■ **Work instructions**:
Recast the lines of the material, from the line containing "Give a dot for each instance of the circular" through the last line inclusive, as a Markdown table with the columns Number and Record line. Leave out blank lines.

[Source records]

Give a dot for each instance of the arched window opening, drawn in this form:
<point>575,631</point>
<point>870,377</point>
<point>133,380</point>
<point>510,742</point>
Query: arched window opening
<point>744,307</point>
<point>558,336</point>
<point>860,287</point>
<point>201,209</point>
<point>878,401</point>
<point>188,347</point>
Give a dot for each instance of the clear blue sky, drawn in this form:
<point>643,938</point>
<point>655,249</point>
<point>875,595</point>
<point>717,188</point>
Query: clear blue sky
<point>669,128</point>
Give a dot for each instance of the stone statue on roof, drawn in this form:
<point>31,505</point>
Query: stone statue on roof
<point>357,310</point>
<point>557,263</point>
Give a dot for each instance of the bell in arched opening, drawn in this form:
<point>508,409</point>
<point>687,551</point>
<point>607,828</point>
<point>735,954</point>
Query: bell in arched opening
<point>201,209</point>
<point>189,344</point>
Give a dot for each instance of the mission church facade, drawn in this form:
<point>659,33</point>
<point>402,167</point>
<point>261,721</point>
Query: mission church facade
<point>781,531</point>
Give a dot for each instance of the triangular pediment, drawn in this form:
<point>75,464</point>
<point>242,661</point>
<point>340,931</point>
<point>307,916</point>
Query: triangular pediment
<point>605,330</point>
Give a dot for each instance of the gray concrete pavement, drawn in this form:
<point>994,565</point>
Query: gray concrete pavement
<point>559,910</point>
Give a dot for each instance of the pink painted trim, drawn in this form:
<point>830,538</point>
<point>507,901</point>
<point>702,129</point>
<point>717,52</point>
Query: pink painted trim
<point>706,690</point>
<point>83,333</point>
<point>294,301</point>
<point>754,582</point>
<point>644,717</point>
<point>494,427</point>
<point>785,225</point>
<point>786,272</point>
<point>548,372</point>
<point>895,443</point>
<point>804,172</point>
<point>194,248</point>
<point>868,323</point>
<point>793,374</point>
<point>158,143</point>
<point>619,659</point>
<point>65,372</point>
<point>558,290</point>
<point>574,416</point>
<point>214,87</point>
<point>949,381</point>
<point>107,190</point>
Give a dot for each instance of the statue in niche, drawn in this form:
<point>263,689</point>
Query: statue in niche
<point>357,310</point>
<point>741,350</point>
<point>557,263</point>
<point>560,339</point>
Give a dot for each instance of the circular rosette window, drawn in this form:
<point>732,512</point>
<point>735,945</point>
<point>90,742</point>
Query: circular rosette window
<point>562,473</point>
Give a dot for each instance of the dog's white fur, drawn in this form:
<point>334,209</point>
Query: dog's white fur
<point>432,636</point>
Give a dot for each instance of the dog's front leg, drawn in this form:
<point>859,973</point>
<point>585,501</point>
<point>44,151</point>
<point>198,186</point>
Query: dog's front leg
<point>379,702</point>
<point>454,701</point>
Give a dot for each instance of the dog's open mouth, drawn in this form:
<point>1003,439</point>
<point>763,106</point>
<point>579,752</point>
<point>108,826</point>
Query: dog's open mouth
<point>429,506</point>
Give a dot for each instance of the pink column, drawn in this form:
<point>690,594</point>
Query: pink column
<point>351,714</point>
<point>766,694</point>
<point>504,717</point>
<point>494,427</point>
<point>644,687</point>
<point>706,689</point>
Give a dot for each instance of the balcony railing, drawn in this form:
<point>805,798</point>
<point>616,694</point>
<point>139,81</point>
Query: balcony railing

■ **In response**:
| Number | Record line |
|---|---|
| 1 | Give a dot for each instance of the circular rosette window, drawn in this form: |
| 2 | <point>732,512</point> |
| 3 | <point>735,945</point> |
| 4 | <point>90,742</point> |
| 5 | Query: circular rosette window |
| 6 | <point>562,473</point> |
| 7 | Give a dot for each instance of the dog's white fur, drawn in this form: |
| 8 | <point>334,209</point> |
| 9 | Query: dog's white fur |
| 10 | <point>432,636</point> |
| 11 | Give a dot for each instance of the dog's front leg, drawn in this form: |
| 12 | <point>859,973</point> |
| 13 | <point>585,501</point> |
| 14 | <point>44,151</point> |
| 15 | <point>198,186</point> |
| 16 | Query: dog's front leg |
| 17 | <point>379,702</point> |
| 18 | <point>454,701</point> |
| 19 | Give a dot for each instance of the dog's open mouth, drawn in this form: |
| 20 | <point>1003,439</point> |
| 21 | <point>763,106</point> |
| 22 | <point>579,752</point> |
| 23 | <point>108,826</point> |
| 24 | Query: dog's open mouth |
| 25 | <point>429,506</point> |
| 26 | Give a dot for each instance of the pink column, drawn in this form: |
| 27 | <point>690,594</point> |
| 28 | Query: pink column |
| 29 | <point>351,714</point> |
| 30 | <point>766,694</point> |
| 31 | <point>504,717</point> |
| 32 | <point>494,427</point> |
| 33 | <point>644,687</point> |
| 34 | <point>706,689</point> |
| 35 | Give a dot for each instance of the balcony railing, drawn in this form: |
| 36 | <point>805,798</point> |
| 37 | <point>616,694</point> |
| 38 | <point>139,81</point> |
| 39 | Query: balcony railing |